RECORDS PROVIDED:
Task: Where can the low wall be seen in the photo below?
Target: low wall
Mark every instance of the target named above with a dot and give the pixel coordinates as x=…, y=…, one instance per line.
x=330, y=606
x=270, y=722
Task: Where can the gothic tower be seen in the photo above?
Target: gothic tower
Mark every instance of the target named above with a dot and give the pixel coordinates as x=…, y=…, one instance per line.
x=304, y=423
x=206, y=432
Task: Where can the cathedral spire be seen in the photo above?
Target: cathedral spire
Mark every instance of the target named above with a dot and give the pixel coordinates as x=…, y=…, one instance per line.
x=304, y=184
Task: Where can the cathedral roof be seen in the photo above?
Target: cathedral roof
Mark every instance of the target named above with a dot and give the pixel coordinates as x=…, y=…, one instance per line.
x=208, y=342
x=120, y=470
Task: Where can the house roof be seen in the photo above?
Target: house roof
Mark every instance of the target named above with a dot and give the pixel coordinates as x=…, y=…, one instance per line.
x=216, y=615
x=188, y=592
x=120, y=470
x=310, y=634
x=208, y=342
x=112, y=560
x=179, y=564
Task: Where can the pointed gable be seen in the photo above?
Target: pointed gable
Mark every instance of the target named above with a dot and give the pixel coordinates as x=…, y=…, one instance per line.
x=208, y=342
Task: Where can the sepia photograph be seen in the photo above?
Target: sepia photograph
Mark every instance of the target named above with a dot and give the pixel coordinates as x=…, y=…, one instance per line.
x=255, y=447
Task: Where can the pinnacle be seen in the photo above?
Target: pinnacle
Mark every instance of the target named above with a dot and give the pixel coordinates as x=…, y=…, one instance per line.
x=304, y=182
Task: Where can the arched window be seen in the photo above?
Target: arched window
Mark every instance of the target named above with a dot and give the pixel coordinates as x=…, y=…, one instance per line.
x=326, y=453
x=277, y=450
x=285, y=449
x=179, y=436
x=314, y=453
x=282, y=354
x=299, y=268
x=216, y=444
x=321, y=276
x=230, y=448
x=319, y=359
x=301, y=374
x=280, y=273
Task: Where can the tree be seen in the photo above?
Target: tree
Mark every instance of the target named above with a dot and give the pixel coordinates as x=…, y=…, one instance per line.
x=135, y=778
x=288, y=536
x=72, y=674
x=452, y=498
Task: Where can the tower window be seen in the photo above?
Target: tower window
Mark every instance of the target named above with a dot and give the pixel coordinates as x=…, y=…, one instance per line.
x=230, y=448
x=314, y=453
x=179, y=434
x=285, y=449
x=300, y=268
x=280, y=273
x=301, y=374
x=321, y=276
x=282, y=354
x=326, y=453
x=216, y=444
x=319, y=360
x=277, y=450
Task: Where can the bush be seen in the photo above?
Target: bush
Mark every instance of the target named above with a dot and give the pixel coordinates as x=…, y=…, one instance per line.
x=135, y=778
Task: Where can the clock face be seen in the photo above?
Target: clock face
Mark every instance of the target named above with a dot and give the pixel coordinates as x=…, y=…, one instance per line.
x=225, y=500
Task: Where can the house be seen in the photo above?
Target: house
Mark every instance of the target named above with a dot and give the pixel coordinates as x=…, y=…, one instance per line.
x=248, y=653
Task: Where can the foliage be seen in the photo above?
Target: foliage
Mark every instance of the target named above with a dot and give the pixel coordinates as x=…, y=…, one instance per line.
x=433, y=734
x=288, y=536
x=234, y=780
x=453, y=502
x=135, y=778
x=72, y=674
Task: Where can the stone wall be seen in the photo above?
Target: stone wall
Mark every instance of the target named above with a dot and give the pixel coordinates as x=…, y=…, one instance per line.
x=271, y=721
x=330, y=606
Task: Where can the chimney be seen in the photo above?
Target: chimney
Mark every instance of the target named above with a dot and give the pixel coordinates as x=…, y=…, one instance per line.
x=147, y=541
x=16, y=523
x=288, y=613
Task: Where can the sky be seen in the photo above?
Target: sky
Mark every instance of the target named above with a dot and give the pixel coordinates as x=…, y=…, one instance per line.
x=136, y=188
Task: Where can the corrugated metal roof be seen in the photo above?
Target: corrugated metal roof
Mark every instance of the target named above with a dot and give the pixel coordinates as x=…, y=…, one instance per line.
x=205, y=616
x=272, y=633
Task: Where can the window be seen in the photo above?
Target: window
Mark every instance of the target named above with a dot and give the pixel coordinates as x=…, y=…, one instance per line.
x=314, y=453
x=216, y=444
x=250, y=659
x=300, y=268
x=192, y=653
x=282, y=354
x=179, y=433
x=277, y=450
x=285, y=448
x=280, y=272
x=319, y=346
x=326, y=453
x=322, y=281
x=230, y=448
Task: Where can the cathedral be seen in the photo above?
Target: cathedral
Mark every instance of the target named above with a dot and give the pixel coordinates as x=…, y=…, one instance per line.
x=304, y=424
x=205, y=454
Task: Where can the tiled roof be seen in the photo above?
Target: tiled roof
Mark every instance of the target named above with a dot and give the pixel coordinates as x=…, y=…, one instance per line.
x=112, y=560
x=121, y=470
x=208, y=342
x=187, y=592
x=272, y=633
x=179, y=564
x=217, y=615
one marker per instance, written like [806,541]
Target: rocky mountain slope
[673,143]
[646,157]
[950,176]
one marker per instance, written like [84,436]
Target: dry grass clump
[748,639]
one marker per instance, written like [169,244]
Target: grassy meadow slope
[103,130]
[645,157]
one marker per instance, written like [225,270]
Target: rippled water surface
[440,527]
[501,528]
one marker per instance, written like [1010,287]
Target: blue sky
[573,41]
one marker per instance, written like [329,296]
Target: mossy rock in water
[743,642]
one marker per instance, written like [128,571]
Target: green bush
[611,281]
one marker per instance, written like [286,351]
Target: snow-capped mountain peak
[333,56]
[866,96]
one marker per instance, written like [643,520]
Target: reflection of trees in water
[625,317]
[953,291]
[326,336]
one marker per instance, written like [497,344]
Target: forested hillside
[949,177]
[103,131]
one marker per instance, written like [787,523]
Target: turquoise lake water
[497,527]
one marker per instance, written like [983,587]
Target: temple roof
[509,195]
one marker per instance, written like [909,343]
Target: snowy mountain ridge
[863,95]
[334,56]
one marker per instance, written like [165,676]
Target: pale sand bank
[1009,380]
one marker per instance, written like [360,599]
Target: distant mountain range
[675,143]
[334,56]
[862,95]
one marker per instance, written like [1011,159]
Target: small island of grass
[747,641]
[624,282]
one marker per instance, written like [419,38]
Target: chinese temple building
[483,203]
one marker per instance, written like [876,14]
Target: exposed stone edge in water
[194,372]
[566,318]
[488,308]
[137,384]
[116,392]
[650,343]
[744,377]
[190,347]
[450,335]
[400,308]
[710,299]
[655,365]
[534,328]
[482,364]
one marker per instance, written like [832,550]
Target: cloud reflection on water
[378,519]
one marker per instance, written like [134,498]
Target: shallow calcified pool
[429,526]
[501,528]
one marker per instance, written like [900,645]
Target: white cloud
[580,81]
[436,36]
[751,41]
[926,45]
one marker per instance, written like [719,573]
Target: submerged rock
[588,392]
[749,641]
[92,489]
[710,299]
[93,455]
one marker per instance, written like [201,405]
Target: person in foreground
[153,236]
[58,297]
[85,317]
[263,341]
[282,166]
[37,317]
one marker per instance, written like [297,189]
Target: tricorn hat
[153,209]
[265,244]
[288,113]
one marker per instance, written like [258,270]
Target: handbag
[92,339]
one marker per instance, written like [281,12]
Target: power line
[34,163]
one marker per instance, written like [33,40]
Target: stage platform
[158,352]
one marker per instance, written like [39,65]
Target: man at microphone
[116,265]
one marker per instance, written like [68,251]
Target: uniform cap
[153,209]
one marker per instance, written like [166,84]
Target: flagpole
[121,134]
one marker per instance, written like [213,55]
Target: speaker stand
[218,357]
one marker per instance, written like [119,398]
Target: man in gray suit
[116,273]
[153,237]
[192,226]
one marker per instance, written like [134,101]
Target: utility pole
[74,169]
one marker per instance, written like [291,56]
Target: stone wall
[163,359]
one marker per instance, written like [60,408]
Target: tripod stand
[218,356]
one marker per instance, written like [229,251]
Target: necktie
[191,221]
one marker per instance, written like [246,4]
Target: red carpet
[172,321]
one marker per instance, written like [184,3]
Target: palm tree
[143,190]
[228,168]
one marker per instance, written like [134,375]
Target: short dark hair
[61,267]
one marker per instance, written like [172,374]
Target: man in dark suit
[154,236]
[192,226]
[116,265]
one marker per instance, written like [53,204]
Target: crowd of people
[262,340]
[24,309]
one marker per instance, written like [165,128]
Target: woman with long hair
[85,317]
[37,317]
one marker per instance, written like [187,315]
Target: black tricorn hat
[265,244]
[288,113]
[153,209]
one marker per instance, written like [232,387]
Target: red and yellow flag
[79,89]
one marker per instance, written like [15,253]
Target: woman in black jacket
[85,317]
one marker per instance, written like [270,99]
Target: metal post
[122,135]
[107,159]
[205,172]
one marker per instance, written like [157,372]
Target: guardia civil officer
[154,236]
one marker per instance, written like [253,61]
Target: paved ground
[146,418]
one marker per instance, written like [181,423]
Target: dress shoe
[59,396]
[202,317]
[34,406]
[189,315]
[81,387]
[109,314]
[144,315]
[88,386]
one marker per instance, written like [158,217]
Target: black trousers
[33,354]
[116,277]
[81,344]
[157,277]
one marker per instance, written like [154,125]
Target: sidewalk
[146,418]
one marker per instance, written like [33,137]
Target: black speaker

PROMPT:
What are the exact lines from the beginning of the material through the line containing "Target: gothic tower"? Write out those lines alone.

ANSWER FOR THE TASK:
Task: Where can the low wall be seen in the photo below?
Target: low wall
Mark every instance of the target named above with a dot and give the pixel coordinates as x=…, y=…, one instance per line.
x=330, y=606
x=270, y=722
Task: Where can the gothic tower be seen in the photo above?
Target: gothic tower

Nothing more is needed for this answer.